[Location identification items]
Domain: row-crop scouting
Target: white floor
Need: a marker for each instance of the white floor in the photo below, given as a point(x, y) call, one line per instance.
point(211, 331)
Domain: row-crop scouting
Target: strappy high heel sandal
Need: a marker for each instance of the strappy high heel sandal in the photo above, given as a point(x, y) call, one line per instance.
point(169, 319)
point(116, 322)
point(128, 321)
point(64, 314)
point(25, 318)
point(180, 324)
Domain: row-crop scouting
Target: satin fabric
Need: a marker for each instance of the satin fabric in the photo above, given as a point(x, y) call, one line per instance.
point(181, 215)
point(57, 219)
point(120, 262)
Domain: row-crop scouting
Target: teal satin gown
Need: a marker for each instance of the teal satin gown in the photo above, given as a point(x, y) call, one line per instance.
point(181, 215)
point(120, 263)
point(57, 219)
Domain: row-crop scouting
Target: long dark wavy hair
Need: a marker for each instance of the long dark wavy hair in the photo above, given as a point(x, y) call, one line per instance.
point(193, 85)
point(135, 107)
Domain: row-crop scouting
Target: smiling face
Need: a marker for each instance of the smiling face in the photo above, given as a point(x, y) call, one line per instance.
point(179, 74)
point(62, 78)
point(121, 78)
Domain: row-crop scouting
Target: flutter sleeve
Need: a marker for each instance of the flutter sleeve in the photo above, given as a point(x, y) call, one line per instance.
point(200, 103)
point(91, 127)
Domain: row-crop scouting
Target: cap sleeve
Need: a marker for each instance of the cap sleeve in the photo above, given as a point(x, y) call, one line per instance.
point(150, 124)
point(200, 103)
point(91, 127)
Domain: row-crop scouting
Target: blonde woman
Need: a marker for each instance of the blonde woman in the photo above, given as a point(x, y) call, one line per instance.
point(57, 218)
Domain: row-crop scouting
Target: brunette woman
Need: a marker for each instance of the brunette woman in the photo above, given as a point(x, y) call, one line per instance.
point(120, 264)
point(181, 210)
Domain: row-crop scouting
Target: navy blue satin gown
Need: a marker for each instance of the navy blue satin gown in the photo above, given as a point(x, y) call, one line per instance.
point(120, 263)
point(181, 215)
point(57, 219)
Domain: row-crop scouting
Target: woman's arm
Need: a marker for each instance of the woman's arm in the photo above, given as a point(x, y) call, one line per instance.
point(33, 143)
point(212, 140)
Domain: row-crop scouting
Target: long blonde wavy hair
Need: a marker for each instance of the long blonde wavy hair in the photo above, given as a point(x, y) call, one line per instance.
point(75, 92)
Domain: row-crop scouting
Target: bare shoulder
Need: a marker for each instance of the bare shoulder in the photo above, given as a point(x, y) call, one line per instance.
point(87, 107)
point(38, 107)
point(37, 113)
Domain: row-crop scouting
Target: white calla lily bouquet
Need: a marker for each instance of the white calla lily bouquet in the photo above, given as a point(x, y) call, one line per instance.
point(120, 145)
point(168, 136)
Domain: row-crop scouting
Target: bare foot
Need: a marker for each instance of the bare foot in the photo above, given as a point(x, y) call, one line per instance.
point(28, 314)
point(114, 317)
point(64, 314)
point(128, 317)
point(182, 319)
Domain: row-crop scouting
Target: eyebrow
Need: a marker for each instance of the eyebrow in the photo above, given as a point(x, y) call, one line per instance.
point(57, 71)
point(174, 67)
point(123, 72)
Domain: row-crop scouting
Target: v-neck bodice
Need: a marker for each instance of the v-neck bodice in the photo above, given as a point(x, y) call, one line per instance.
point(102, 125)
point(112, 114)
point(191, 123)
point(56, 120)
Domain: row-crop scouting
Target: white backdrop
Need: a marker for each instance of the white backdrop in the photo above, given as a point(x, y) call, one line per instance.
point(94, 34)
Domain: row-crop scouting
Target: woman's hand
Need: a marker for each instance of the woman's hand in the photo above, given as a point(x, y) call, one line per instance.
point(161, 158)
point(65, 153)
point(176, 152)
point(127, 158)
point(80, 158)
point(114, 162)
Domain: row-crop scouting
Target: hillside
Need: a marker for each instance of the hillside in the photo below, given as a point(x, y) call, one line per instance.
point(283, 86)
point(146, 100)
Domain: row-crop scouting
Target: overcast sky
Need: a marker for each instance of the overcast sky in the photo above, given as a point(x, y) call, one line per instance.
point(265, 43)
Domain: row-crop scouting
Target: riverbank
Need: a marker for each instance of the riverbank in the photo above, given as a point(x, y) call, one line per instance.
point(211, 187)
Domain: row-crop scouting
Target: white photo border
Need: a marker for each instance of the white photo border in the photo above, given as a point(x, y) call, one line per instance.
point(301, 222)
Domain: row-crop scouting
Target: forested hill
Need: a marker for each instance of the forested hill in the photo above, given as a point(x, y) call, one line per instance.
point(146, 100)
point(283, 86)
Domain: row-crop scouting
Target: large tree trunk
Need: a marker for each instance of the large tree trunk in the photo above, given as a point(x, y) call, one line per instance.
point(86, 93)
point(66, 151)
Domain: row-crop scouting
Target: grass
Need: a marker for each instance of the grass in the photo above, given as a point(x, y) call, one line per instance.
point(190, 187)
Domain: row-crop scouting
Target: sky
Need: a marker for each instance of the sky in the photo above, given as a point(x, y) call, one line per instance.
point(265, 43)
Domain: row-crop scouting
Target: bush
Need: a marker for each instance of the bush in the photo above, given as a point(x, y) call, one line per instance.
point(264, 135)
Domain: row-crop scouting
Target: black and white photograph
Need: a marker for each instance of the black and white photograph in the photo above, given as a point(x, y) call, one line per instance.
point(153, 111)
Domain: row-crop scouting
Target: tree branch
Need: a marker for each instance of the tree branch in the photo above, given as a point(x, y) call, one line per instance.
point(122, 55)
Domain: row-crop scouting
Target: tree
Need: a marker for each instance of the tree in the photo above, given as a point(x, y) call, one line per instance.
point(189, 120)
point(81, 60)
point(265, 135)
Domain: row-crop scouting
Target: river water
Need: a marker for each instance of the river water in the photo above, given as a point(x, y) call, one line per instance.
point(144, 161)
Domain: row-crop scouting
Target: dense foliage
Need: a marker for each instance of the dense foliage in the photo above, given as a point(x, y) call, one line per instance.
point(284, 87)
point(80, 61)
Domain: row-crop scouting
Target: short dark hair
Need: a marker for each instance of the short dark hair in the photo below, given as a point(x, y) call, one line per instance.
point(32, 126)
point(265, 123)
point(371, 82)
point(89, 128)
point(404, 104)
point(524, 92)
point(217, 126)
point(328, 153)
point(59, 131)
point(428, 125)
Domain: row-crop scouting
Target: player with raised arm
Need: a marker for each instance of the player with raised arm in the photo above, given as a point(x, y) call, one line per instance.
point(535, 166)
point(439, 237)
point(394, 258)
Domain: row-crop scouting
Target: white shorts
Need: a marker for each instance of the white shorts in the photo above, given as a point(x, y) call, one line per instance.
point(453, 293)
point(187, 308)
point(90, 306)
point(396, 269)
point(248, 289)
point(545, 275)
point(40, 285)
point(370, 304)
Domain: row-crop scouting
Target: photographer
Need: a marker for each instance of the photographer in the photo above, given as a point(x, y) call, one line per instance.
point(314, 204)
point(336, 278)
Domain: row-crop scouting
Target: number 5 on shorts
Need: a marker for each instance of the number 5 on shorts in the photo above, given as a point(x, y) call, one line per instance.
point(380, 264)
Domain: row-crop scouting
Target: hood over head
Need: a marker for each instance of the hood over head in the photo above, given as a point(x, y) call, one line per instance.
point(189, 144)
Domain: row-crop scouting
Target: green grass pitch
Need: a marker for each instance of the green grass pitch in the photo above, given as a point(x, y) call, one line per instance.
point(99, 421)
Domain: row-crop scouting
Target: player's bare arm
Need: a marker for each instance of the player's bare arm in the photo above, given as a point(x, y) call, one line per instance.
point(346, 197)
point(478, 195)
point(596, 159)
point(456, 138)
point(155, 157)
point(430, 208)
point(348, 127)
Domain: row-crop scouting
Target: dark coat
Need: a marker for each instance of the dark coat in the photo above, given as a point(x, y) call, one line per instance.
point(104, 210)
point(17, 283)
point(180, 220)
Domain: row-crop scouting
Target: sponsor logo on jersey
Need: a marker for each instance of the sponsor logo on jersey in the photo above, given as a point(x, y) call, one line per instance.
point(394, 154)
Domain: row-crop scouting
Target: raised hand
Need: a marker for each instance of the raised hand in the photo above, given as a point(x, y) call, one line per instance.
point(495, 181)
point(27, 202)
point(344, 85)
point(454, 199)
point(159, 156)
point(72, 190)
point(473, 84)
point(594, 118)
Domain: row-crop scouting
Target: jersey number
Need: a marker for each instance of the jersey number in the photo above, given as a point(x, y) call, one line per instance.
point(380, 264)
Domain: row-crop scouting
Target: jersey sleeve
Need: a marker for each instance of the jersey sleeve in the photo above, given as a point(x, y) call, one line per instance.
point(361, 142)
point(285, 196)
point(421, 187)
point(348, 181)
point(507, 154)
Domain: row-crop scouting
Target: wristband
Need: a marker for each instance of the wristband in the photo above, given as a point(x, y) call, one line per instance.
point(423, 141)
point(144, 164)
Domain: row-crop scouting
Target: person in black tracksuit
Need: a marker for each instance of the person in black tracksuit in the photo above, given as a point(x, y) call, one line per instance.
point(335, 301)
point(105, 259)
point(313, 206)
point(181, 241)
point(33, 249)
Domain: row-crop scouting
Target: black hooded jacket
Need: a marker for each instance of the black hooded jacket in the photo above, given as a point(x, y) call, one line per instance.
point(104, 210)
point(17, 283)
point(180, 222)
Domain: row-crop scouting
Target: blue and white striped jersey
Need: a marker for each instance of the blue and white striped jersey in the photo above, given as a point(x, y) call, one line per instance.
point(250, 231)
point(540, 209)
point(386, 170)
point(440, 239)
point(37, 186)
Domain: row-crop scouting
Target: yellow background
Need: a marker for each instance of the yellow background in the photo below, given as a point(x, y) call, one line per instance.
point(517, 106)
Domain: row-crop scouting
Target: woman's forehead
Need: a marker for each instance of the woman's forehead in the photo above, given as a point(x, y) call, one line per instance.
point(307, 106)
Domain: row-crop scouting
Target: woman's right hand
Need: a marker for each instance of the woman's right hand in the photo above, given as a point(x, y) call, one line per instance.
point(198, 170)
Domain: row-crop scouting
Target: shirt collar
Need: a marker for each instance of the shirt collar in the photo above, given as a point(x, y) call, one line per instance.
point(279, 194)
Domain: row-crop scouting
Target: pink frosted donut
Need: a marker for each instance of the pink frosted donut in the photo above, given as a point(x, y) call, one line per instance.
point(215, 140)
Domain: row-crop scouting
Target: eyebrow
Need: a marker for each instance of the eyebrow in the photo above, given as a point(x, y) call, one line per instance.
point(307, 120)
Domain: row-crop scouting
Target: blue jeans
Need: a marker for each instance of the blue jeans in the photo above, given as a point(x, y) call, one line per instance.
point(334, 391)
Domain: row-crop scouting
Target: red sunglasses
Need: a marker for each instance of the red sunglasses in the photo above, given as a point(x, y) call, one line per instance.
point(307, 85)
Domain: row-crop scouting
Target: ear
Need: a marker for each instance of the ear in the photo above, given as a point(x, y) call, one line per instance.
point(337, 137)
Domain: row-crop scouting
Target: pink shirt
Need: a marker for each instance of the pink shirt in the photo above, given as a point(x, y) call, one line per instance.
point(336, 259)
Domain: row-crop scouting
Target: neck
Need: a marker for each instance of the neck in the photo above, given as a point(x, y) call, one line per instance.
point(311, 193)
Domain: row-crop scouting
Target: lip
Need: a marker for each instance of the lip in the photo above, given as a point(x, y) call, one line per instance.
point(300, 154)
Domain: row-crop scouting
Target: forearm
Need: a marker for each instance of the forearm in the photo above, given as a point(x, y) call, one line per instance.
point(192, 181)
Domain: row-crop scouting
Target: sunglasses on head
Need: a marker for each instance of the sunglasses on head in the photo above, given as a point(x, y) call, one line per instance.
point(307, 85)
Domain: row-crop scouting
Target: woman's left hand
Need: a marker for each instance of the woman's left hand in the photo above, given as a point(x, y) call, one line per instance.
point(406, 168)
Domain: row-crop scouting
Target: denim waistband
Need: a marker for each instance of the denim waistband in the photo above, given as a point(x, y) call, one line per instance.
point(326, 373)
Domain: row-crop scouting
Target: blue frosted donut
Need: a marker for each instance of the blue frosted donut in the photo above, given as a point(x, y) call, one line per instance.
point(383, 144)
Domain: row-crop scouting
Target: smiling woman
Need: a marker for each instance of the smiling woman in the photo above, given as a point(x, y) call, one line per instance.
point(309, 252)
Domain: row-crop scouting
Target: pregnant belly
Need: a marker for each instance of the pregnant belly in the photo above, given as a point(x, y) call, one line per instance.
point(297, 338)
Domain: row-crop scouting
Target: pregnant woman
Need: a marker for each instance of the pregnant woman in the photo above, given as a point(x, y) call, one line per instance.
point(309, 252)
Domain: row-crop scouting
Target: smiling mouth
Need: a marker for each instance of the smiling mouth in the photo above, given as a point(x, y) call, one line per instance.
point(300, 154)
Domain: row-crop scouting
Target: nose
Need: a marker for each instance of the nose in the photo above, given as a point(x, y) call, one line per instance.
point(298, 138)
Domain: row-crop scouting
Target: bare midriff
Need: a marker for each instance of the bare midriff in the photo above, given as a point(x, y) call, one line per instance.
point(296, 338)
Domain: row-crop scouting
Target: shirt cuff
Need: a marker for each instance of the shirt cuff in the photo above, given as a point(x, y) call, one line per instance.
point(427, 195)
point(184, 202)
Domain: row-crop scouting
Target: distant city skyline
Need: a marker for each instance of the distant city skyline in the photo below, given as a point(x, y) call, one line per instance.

- _Given instruction_
Pick out every line of the material above that contains the word "yellow", matching case exactly, and copy each one.

- _Response to this task_
Target: yellow background
Need: a marker for each instance of the yellow background in the photo below, given as a point(x, y) call, one line per instance.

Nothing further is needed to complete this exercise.